**Challenge**
Recast every line of the records below as a Markdown table with two columns, Row for the row number and Text for the line, and skip any blank lines. Leave the pictures out of the answer.

**Exercise inputs**
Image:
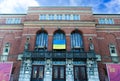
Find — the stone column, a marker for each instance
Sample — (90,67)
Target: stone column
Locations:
(48,70)
(69,70)
(25,70)
(92,70)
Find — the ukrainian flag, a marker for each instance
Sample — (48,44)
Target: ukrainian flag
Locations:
(59,44)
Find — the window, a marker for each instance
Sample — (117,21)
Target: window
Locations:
(58,72)
(113,53)
(5,52)
(42,40)
(59,40)
(76,40)
(80,73)
(42,17)
(37,73)
(51,17)
(67,17)
(76,17)
(13,21)
(59,35)
(59,16)
(106,21)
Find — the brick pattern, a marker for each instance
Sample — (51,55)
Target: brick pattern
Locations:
(17,37)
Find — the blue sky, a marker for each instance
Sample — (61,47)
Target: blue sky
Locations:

**Written solution**
| Row | Text |
|---|---|
| 1 | Image: |
| 2 | Find — the stone column, a marker for each instance |
| 3 | Sample — (90,67) |
| 4 | Target: stone column |
| 5 | Locations: |
| 6 | (48,70) |
| 7 | (69,70) |
| 8 | (25,70) |
| 9 | (92,70) |
| 10 | Find — the ukrainian flag, a marker for each instance |
| 11 | Sample — (48,44) |
| 12 | Target: ukrainian flag |
| 13 | Locations: |
| 14 | (59,44) |
| 15 | Find — the window, a marker for each instance |
| 16 | Sample — (117,21) |
| 17 | Target: window |
| 18 | Locations: |
| 19 | (58,72) |
| 20 | (113,53) |
| 21 | (5,52) |
| 22 | (42,40) |
| 23 | (59,40) |
| 24 | (76,40) |
| 25 | (80,73) |
| 26 | (42,17) |
| 27 | (37,73) |
| 28 | (51,17) |
| 29 | (67,17) |
| 30 | (76,17) |
| 31 | (13,21) |
| 32 | (59,35) |
| 33 | (59,16) |
| 34 | (106,21) |
| 35 | Find — the brick pattern, a marker for each instance |
| 36 | Sample — (51,55) |
| 37 | Target: brick pattern |
| 38 | Locations: |
| 39 | (17,37) |
| 40 | Find — the blue sky, a marker for each instance |
| 41 | Sample — (61,47) |
| 42 | Target: blue sky |
| 43 | Locations: |